#### JOB A
Collect every line of the entries that contains the string "cloud".

#### EXTRACT PROVIDED
═══

Value Navigation Functions on PostgreSQL:
These functions help to access other rows within the result in the window, therefore helping in comparisons based on the data returned in the column.
Lag function - This returns data from the previous cell by the specified column to the current row. For example:
select *,
lag(salary) over (order by salary desc nulls first) as previous_data
from sales_data.working_hub;
Lead function - This returns data from the cell below (next cell), acting as a relative cell reference. For example:
select *,
lead(salary) over (order by salary desc nulls first) as pervious_data
from sales_data.working_hub;
First Value - This returns data from the first value displayed in the window, while Last Value returns data from the last cell displayed in the window.

═══

[Dataset excerpts on object pointing]
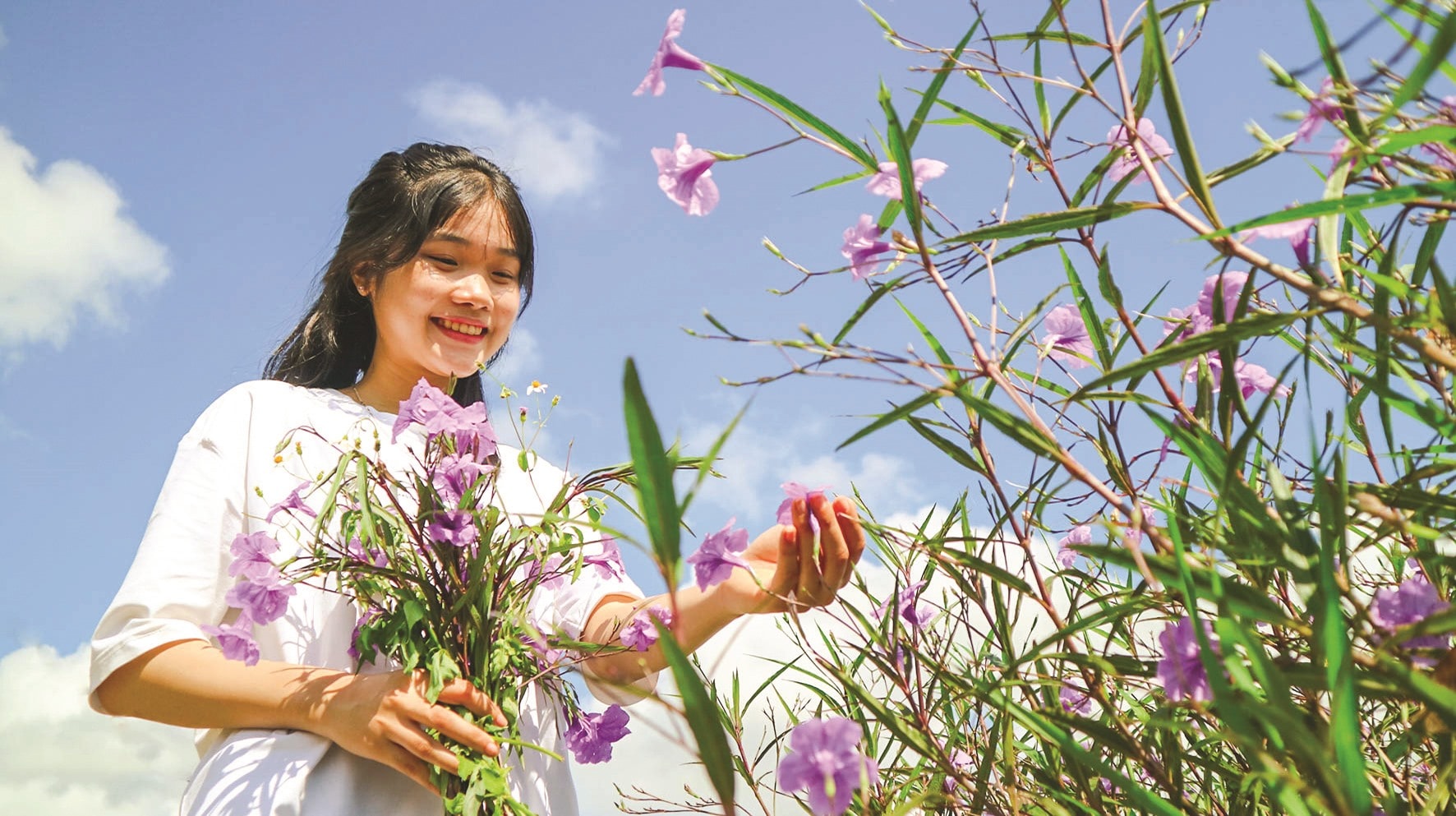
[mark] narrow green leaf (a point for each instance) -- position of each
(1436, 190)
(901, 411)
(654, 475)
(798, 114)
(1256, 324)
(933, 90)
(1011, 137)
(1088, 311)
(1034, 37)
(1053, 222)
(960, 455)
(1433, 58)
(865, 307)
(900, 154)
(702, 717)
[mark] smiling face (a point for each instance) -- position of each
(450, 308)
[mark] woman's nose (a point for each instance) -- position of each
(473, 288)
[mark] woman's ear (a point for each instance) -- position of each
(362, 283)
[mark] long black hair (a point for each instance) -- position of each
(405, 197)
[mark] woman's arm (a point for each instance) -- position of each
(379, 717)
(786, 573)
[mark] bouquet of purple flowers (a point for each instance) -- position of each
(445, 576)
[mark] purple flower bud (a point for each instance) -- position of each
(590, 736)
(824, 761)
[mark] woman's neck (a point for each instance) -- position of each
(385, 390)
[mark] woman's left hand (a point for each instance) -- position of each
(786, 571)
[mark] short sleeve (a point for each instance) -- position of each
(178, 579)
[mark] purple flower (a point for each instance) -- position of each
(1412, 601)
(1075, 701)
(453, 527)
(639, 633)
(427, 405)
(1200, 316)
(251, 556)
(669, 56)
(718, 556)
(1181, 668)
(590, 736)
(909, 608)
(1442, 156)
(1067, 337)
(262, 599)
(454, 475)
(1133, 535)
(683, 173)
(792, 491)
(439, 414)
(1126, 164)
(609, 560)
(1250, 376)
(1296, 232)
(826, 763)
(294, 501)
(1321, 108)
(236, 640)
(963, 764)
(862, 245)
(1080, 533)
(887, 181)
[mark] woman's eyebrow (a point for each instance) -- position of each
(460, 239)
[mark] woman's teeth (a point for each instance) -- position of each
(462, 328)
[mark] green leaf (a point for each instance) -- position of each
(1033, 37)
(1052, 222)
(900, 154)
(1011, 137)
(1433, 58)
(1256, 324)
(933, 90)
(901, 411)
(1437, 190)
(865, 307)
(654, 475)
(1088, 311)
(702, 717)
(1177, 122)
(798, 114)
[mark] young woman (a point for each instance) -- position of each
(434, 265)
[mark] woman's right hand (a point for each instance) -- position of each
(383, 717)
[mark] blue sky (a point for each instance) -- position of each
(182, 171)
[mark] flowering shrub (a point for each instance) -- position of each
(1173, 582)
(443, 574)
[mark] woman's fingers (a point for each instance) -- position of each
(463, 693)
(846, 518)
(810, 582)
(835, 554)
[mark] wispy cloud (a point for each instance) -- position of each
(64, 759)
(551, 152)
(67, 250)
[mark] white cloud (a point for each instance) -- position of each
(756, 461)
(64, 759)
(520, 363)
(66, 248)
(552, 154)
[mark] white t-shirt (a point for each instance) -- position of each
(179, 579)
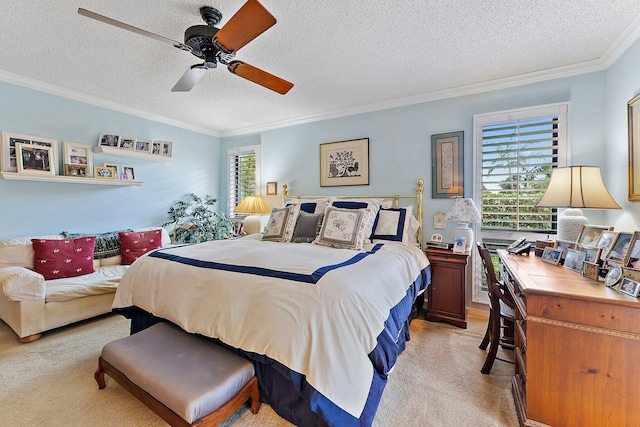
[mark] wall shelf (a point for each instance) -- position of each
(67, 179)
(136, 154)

═══

#### JOB B
Answer these questions from the PostgreSQL excerpt, one per line:
(i) According to the opening lines, what do value navigation functions help access?
(ii) In the lag example, what alias is assigned to the lagged salary column?
(iii) Which table do both example queries select from?

#### COMPLETE OUTPUT A
[mark] wispy cloud (a point for each instance) -- position of each
[mark] white cloud (a point for each instance) -- position of each

#### COMPLETE OUTPUT B
(i) Other rows within the result in the window.
(ii) previous_data
(iii) sales_data.working_hub